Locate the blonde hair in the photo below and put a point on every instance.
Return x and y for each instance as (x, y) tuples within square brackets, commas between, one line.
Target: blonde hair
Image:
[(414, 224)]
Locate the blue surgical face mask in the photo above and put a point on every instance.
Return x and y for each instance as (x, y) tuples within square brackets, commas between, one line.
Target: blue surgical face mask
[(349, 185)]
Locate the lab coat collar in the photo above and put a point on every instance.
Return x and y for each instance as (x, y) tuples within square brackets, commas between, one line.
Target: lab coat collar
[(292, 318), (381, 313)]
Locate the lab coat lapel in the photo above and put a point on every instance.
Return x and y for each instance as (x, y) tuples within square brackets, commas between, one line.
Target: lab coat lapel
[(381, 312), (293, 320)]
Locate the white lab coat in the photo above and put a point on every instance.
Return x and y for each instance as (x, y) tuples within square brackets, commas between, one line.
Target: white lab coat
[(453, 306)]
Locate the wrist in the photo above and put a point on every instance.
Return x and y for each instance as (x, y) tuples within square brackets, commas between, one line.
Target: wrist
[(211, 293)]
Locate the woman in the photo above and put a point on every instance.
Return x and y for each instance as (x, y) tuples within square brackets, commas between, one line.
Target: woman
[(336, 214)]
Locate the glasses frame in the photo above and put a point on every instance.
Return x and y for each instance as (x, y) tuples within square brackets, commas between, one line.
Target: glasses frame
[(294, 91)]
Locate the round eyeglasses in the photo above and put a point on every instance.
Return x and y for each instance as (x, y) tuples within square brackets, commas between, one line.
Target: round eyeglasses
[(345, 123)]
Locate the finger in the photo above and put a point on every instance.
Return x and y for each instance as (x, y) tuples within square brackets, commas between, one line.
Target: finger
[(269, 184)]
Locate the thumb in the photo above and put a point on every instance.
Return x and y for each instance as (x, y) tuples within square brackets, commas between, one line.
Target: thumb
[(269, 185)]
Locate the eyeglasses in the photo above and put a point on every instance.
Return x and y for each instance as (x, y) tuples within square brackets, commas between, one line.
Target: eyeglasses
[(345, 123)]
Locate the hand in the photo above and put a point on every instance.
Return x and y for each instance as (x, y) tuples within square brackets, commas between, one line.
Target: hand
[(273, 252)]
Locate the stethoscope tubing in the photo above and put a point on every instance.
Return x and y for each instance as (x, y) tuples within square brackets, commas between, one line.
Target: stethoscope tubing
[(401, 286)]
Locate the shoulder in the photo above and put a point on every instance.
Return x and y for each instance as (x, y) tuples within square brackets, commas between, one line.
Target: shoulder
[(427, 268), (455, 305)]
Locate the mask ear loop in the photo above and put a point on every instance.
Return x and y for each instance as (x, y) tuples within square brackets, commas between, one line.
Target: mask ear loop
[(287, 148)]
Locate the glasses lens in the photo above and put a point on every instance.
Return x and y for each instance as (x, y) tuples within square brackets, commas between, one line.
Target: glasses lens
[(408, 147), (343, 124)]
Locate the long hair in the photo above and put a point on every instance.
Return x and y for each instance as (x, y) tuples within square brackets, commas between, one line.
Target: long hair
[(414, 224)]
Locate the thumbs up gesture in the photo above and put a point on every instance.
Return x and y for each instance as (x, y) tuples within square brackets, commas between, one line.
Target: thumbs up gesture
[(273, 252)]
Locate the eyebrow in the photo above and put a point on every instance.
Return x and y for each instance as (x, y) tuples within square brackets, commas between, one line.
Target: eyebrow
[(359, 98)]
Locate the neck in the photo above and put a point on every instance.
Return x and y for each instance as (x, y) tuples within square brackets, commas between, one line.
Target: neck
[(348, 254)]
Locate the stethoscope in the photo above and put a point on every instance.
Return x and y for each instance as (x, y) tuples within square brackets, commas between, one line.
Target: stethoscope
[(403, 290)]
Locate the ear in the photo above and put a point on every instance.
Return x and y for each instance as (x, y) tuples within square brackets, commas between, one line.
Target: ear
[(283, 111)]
◇ ◇ ◇
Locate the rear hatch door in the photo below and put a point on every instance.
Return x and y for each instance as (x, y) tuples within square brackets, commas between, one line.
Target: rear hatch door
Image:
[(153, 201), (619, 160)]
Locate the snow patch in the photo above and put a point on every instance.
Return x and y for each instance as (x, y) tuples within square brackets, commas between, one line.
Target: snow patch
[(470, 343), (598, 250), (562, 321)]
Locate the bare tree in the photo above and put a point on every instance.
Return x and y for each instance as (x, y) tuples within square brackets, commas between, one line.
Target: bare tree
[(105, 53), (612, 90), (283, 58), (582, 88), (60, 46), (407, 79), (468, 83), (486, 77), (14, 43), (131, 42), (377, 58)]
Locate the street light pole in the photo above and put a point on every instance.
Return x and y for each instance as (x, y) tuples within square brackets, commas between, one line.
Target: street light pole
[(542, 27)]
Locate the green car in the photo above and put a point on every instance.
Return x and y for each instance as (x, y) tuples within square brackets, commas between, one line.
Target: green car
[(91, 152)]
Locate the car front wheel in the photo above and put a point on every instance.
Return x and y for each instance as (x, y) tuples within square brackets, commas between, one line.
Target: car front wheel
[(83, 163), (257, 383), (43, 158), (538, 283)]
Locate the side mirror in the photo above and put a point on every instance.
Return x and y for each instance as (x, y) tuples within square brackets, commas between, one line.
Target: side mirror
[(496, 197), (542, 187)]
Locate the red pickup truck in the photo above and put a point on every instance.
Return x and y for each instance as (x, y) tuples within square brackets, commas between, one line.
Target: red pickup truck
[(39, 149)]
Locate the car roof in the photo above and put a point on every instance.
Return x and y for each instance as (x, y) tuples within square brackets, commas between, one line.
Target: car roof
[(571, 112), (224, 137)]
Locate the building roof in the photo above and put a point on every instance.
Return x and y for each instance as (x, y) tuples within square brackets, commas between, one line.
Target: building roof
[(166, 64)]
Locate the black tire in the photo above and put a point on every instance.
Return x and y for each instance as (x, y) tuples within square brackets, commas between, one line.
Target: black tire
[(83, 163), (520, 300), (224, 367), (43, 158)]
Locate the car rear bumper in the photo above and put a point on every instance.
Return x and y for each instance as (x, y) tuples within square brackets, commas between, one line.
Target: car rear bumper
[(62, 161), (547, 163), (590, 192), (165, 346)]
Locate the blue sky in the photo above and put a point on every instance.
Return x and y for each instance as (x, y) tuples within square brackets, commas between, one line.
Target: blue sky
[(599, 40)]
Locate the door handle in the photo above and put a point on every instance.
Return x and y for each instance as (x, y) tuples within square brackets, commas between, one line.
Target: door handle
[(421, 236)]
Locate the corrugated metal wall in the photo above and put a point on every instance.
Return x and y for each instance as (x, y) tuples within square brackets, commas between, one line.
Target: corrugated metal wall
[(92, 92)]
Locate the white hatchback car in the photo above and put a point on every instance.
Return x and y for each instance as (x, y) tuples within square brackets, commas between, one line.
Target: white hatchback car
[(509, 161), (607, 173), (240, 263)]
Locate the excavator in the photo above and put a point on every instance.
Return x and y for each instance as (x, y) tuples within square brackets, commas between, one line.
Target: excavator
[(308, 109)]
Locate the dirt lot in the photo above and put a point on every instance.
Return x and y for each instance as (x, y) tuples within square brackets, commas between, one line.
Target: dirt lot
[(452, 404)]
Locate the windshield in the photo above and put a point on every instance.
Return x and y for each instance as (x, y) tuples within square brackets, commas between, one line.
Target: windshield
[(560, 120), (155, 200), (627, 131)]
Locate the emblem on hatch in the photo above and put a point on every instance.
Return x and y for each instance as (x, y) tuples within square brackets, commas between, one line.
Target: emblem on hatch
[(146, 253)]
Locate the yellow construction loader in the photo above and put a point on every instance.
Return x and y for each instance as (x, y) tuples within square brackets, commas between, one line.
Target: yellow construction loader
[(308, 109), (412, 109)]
◇ ◇ ◇
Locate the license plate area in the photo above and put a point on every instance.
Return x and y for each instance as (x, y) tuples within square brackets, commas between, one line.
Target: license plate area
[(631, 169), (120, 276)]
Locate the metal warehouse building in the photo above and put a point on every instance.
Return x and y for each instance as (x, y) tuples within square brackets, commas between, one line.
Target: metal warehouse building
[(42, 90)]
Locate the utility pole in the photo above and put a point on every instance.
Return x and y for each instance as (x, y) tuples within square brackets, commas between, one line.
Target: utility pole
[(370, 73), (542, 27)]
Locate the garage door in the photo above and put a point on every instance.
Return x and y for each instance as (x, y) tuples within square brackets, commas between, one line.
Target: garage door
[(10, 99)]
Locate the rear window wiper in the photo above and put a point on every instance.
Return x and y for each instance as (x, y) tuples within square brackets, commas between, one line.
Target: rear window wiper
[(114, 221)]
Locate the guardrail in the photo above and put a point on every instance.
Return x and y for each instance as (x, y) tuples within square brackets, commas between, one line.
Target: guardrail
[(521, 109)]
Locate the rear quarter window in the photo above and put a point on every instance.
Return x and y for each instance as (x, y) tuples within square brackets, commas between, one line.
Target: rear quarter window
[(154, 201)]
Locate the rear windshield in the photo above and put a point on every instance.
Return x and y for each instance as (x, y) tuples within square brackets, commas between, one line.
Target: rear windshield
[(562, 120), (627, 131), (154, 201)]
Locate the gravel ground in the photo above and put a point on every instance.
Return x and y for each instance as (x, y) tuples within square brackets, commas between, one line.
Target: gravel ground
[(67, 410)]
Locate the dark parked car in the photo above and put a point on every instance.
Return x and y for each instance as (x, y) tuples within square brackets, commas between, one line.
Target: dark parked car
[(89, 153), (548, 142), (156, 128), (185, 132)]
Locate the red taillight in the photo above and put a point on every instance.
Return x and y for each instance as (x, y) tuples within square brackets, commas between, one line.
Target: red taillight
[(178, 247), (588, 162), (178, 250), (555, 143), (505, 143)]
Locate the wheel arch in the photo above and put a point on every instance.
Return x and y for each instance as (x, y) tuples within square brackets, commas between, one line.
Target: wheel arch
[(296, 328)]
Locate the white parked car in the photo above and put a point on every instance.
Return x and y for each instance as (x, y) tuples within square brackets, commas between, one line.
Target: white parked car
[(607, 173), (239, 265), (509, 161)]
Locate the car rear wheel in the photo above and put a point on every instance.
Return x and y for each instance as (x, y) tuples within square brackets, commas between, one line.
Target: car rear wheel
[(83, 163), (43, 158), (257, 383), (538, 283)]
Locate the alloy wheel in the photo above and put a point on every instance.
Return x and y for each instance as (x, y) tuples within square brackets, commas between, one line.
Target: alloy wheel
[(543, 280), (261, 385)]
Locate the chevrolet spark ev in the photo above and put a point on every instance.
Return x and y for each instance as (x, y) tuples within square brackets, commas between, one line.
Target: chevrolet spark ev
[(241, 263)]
◇ ◇ ◇
◆ ACTIVITY: Would you show each line of the listing above that has the string "blonde"?

◆ SOLUTION:
Locate the blonde hair in the photo below and put a point on every instance.
Target: blonde hair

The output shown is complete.